(Beginning of Data provided)

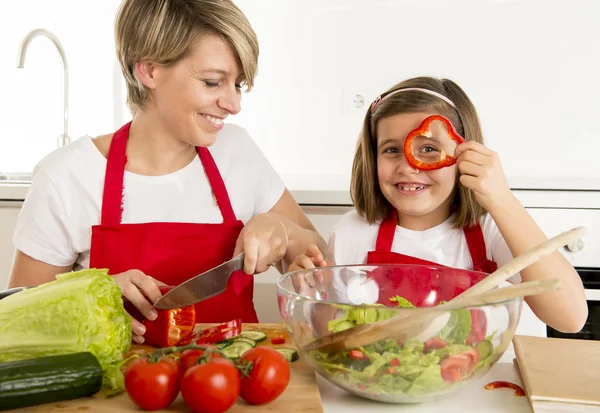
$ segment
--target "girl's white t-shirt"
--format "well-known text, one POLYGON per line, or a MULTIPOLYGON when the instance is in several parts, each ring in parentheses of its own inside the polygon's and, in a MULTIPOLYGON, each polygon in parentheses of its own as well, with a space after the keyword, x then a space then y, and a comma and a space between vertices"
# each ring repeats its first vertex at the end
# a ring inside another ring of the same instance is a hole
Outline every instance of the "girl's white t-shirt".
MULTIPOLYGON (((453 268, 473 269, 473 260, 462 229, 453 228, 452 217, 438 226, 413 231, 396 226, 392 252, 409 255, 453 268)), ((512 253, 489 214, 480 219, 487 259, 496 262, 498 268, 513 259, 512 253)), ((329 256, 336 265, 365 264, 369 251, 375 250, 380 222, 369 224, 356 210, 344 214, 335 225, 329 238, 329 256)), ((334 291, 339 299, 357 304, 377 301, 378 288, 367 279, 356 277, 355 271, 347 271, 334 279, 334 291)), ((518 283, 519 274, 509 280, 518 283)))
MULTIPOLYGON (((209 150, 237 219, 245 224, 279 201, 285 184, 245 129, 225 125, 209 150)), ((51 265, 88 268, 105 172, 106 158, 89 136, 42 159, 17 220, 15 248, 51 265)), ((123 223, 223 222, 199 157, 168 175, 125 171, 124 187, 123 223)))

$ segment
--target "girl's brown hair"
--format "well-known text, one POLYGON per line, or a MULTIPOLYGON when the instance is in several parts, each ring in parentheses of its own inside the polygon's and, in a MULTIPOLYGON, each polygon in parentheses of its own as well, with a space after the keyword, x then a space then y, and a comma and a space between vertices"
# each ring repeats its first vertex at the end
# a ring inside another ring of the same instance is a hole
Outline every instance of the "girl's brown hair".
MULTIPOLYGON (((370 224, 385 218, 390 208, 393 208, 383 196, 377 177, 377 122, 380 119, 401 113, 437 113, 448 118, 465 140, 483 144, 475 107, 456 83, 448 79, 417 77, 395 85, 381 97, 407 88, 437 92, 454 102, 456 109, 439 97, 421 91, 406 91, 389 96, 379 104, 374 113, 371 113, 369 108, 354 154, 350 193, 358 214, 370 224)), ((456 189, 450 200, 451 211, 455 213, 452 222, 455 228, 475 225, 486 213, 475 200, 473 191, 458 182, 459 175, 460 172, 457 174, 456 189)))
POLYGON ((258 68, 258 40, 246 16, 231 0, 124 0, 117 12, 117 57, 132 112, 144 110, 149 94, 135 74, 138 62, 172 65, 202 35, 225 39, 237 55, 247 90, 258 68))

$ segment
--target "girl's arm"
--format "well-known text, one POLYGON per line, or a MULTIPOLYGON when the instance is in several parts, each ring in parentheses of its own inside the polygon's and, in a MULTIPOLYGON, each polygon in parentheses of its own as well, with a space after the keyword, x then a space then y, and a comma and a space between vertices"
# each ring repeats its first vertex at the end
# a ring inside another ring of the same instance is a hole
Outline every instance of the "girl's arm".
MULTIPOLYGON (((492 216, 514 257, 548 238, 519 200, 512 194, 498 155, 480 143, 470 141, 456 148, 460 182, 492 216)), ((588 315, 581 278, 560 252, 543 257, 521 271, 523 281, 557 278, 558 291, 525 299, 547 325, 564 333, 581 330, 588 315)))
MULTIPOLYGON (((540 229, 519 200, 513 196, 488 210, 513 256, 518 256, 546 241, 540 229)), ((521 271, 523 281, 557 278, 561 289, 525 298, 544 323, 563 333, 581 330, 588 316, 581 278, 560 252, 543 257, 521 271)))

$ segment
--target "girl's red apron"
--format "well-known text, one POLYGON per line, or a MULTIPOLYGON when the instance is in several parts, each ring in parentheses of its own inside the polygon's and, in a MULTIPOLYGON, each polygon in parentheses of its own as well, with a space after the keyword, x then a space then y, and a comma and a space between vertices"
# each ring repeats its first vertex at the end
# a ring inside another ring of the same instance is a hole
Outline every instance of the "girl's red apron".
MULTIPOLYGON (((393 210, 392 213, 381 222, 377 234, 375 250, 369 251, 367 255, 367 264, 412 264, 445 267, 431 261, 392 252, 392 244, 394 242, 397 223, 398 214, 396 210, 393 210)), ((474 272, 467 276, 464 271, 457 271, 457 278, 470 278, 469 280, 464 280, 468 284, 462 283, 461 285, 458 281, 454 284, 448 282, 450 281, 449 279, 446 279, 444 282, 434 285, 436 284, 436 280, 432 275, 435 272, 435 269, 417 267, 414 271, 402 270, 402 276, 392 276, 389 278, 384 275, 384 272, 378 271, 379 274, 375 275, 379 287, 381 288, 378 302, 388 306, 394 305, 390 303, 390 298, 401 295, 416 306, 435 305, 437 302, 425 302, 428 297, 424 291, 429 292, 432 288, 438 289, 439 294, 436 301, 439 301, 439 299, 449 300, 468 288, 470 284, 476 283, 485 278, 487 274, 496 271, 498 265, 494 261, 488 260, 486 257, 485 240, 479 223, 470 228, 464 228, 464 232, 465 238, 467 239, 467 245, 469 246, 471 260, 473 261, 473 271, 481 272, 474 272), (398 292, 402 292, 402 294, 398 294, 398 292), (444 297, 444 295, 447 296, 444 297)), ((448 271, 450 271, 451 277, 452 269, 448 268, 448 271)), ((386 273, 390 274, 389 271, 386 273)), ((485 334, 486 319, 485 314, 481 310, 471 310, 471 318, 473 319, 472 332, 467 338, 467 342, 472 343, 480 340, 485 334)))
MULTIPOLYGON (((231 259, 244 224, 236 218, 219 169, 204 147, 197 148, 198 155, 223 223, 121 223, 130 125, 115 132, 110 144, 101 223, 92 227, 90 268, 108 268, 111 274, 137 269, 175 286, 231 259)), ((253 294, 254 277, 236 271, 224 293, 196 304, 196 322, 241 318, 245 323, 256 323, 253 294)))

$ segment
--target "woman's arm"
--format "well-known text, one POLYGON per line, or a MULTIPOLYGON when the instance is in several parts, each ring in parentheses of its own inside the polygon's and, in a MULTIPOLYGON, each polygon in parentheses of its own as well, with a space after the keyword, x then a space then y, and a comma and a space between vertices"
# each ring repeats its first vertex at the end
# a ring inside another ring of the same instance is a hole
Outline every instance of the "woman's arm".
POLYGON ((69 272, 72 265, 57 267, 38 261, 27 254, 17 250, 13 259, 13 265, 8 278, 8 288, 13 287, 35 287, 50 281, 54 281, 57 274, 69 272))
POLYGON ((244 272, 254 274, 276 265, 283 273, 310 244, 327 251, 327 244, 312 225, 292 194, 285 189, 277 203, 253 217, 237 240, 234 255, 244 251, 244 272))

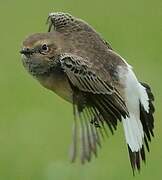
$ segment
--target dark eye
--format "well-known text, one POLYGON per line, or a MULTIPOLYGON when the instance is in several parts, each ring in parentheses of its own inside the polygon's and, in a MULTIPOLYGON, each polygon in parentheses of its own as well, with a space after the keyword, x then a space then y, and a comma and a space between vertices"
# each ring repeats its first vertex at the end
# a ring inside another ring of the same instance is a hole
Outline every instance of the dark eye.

(End of Data provided)

Try it => List, from the entries above, every line in which the word "target" shows up.

Exercise output =>
--target "girl's white t-shirt"
--target "girl's brown hair"
--target "girl's arm"
--target "girl's red apron"
--target "woman's arm"
--target dark eye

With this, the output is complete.